**Belge Bölümü**:
Halkın yeni alfabeyi öğrenmesi için Millet Mektepleri açıldı. Mustafa Kemal Paşanın kendisi de bizzat öğretmenlik yaparak bu önemli kültür hareketine “başöğretmen” olarak katkıda bulundu. Atatürk'ün Millet Mekteplerinin Başöğretmeni unvanını aldığı 24 Kasım günü, her yıl öğretmenler günü olarak kutlanır. Yeni harfler 1 Kasım 1928'de meclis tarafından kabul edildi. Osmanlıca yazı yasaklanarak yazılarda latin alfabesinin kullanılması zorunluluğu getirildi.
Harf inkılabı'nın sonuçları:
1. Türk dilinin gelişmesi sağlandı.
2. Çağdaşlaşma yolunda önemli bir adım atılmış oldu
3. Yabancı dil öğrenmek kolaylaştı.
4. Okuma yazma oranı ve yazılan basılan eser sayısı arttı.
5. Türkçe, Arapça ve Farsça gibi dillerin etkisinden kurtuldu

2. Milli Tarih
a. Yeni Tarih Anlayışı

Atatürk.Atatürk'e göre bir milletin oluşmasında en önemli etkenlerden biri tarih birliği idi. Atatürk'ün Türk tarihine ilgi göstermesi milliyetçi düşüncesinden kaynaklanmaktadır.Atatürk, Türk tarihinin araştırılması için doğru kaynak ve belgelerin kullanılmasını ve daha bilimsel araştırmalar yapılabilmesi için Türk Tarih Kurumu'nu kurdu.
b. Türk Tarihinin Zenginliği ve Türk Milletinin Tarihteki Yeri
Türk tarihi çok eski dönemlere dayanır. Türkmenistan'ın başkenti Aşkabat yakınlarında yapılan kazılarda Türklerin atalarına ait olduğu sanılan M. Ö. 4500 yıllarına kadar uzanan kalıntılara rastlanılmıştır. Türklerin teşkilatçı yapıları ve savaşçı özellikleri tarih boyunca birçok devlet kurmalarını sağlamıştır. Türkler, dünya tarihini etkileyen büyük devletler ve imparatorluklar kurmuşlardır. Tarihte kurulan 16 büyük Türk devleti cumhurbaşkanlığı forsunda yer alan 16 yıldızla simgeleştirilmiştir. Atatürk bu konuda: “Türk kabiliyet ve kudretinin tarihteki başarıları meydana çıktıkça bütün Türk çocukları kendileri için lazım olan atılım kaynağını o tarihten bulabileceklerdir. Türk çocukları bu tarihten bağımsızlık fikrini kazanacaklar, o büyük başarıları düşünecekler, harikalar yaratan adamları öğrenecekler, kendilerinin aynı kandan olduklarını düşünecekler ve bu kabiliyetle kimseye boyun eğmeyeceklerdir.”demiştir.

**Görevler**:
a – Belge bölümüne göre şu soruları yanıtlayın:
(i) Yeni harfler meclis tarafından hangi tarihte kabul edildi?
(ii) Atatürk, Türk tarihinin daha bilimsel araştırılabilmesi için hangi kurumu kurdu?
(iii) Cumhurbaşkanlığı forsundaki 16 yıldız neyi simgeler?
b – Kayıtları, içlerindeki "sliced strawberry" ifadesini "strawberry slice" ile değiştirerek düzenleyin. Geri kalan her şey aynen kalsın.
Belge bölümü ile kayıtlar birbirinden bağımsızdır.

[Etiketli nesne işaretleme kayıtları]
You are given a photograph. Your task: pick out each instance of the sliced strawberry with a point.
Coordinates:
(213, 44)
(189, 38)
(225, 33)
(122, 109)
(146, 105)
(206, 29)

**Yazılı Yanıtlar**:
a –
(i) 1 Kasım 1928'de.
(ii) Türk Tarih Kurumu'nu.
(iii) Tarihte kurulan 16 büyük Türk devletini.

b –
You are given a photograph. Your task: pick out each instance of the strawberry slice with a point.
Coordinates:
(213, 44)
(189, 38)
(225, 33)
(122, 109)
(146, 105)
(206, 29)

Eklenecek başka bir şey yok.